WORK INSTRUCTION
Go to the line that contains "muzzle. Do not add anything beyond the points." and transcribe from there to the end of the entries, that line and the last one included.

SOURCE RECORDS
+ + + + +

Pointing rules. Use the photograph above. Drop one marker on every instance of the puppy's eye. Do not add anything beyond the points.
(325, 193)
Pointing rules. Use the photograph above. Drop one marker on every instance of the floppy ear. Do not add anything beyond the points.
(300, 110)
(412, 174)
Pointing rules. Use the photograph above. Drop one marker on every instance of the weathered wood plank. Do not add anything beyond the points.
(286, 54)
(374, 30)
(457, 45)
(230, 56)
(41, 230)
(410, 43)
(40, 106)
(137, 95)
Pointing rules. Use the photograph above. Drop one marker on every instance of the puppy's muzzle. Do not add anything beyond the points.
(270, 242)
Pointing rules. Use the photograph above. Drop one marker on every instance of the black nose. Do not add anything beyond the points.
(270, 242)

+ + + + +

RESPONSE FOR THIS EXERCISE
Pointing rules. Use the photograph above. Drop one marker on every instance of the puppy's muzzle. Do not add anything beyond the points.
(270, 242)
Pointing rules. Use the photograph above. Drop one marker on every instance of the black nose. Do not add anything beyond the points.
(270, 242)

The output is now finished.